> **Problem details**: Every entry that follows needs to be repeated exactly.

======

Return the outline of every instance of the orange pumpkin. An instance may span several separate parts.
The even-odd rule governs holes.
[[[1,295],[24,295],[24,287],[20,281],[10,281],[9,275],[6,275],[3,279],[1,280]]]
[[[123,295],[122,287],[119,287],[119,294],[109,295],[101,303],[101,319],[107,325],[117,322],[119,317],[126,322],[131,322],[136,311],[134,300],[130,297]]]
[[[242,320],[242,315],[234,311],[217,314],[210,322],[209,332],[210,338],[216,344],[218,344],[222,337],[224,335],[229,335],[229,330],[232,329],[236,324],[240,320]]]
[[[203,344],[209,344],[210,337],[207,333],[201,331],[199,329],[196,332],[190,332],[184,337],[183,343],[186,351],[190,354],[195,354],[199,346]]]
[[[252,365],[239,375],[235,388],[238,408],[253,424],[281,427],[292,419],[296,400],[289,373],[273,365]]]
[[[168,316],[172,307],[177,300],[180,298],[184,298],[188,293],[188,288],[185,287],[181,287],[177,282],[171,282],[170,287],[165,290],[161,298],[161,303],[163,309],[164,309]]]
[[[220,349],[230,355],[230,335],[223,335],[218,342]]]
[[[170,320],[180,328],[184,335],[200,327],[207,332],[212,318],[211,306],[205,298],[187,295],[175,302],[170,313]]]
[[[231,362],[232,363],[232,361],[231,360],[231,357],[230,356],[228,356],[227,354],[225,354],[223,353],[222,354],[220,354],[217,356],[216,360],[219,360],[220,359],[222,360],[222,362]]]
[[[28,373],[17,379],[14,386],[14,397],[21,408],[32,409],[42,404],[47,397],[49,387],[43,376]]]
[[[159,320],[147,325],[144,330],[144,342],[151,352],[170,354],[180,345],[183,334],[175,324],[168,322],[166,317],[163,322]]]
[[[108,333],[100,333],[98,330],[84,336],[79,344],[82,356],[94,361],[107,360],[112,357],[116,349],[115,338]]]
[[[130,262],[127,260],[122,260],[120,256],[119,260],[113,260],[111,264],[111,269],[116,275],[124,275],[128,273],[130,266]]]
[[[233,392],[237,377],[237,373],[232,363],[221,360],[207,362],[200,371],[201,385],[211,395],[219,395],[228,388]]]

======

> **Full output**:
Return the outline of every instance of the orange pumpkin. An instance may span several separate parts.
The even-odd rule governs holes.
[[[1,295],[24,295],[24,287],[20,281],[10,281],[9,275],[6,275],[3,279],[1,280]]]
[[[123,295],[122,287],[119,287],[119,294],[109,295],[101,303],[101,319],[107,325],[117,322],[119,317],[126,322],[131,322],[136,311],[134,300],[130,297]]]
[[[242,320],[242,315],[234,311],[217,314],[210,322],[209,332],[210,338],[216,344],[218,344],[222,337],[224,335],[229,335],[229,330],[232,329],[236,324],[240,320]]]
[[[203,344],[209,344],[210,337],[207,333],[201,331],[199,329],[196,332],[190,332],[184,337],[183,343],[186,351],[190,354],[195,354],[199,346]]]
[[[252,365],[239,375],[235,388],[238,408],[253,424],[281,427],[292,419],[296,400],[289,373],[273,365]]]
[[[168,316],[172,307],[177,300],[180,298],[184,298],[188,293],[188,288],[185,287],[181,287],[177,282],[171,282],[170,287],[165,290],[161,298],[161,303],[163,309],[164,309]]]
[[[220,349],[230,355],[230,335],[223,335],[218,342]]]
[[[170,320],[180,328],[184,335],[200,327],[207,332],[212,318],[211,306],[205,298],[187,295],[175,302],[170,313]]]
[[[231,362],[232,363],[232,361],[231,360],[231,357],[230,356],[228,356],[227,354],[225,354],[223,353],[222,354],[220,354],[217,356],[216,360],[219,360],[220,359],[222,360],[222,362]]]
[[[28,373],[17,379],[14,386],[14,397],[21,408],[32,409],[42,404],[47,397],[49,387],[43,376]]]
[[[159,320],[147,325],[144,330],[144,342],[151,352],[170,354],[180,345],[183,334],[175,324],[168,322],[166,317],[163,322]]]
[[[108,333],[100,333],[98,330],[84,336],[79,344],[82,356],[94,361],[107,360],[112,357],[116,349],[115,338]]]
[[[130,262],[127,260],[122,260],[120,256],[119,260],[113,260],[111,264],[111,269],[116,275],[124,275],[128,273],[130,266]]]
[[[233,392],[237,377],[237,373],[232,363],[221,360],[207,362],[200,371],[201,385],[211,395],[219,395],[228,388]]]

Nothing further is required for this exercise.